Reproduce the text of every entry below word for word, leaving out the pictures.

● **Source material**

* * *

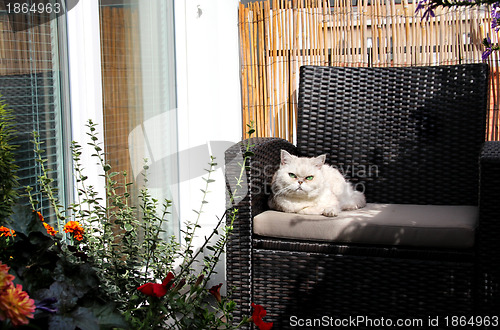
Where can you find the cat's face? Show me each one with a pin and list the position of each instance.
(298, 176)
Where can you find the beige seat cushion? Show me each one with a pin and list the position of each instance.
(387, 224)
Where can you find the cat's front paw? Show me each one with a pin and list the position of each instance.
(331, 211)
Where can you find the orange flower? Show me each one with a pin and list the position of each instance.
(4, 231)
(16, 305)
(74, 228)
(50, 229)
(5, 277)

* * *

● **The completed task**
Where can you find the cat's face? Show me each one with a pin and list the position of each instance.
(298, 176)
Where can you find the beige seat cushion? Show me each one with a pin and list the position of each instance.
(387, 224)
Where can you find the cat's front paw? Show me each one with a pin and list the position of each instance.
(331, 211)
Where can you find the orange flower? Show me each one with a pin and list the position of each instance.
(4, 231)
(16, 305)
(74, 228)
(50, 229)
(5, 277)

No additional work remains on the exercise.